> Given problem
Show every line of the items below that contains the string "tree", copying each one unchanged. Case counts.

> Exercise data
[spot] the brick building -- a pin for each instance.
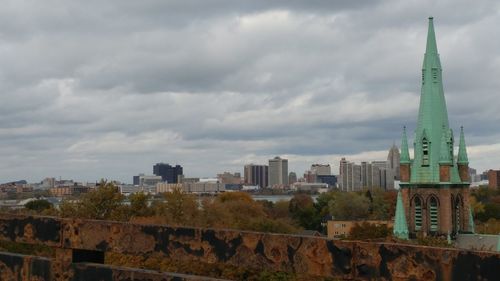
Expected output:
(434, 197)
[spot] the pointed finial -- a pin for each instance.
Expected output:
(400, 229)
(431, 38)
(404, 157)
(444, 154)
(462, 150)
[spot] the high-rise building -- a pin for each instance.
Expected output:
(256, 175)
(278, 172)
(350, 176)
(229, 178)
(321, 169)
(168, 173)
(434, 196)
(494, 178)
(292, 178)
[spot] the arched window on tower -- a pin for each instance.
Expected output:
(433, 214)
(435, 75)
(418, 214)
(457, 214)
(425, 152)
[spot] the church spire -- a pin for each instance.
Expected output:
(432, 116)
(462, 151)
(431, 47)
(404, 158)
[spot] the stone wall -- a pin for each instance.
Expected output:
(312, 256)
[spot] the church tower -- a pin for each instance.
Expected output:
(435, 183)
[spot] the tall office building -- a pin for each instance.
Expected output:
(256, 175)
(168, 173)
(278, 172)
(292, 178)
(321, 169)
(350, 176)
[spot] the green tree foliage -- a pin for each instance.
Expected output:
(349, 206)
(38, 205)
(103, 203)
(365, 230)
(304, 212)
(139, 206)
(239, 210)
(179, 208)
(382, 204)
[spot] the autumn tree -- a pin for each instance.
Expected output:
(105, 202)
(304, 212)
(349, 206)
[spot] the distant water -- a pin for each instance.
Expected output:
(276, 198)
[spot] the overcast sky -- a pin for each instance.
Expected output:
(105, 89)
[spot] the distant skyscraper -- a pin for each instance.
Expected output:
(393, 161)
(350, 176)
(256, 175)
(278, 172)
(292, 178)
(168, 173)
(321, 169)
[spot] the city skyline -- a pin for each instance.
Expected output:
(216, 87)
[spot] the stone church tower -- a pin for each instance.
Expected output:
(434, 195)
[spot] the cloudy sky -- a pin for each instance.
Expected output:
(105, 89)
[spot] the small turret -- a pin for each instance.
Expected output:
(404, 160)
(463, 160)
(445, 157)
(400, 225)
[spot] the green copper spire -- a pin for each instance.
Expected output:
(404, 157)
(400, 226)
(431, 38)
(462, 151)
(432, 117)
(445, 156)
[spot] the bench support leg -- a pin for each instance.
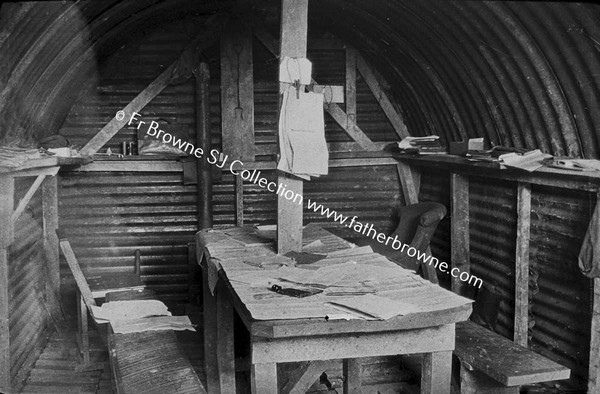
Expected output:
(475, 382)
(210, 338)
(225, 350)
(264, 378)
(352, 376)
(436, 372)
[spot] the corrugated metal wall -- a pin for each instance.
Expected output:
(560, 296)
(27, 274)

* * *

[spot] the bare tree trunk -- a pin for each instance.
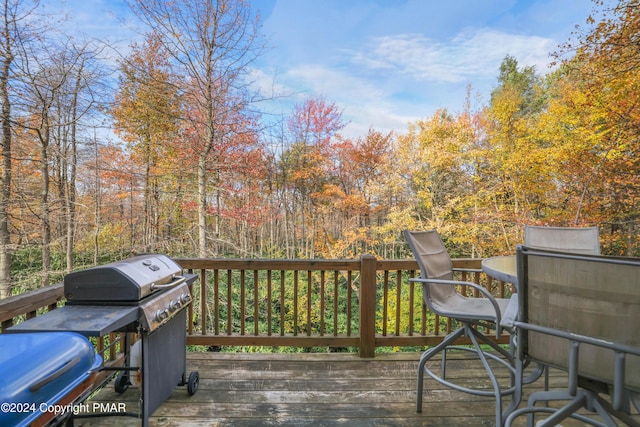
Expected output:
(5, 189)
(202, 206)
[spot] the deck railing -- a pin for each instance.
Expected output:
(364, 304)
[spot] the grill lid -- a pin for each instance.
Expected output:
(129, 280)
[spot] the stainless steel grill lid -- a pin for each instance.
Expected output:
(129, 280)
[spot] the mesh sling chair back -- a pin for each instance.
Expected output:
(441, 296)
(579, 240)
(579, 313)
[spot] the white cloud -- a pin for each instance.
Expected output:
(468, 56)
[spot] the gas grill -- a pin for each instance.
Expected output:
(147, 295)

> Exercise result
[spot] the green tree foliage -- a pin for each instance.
[spot] the autumn tree -- a pin for each instance.
[spot] the bare tree trunk -- a pin for each instance.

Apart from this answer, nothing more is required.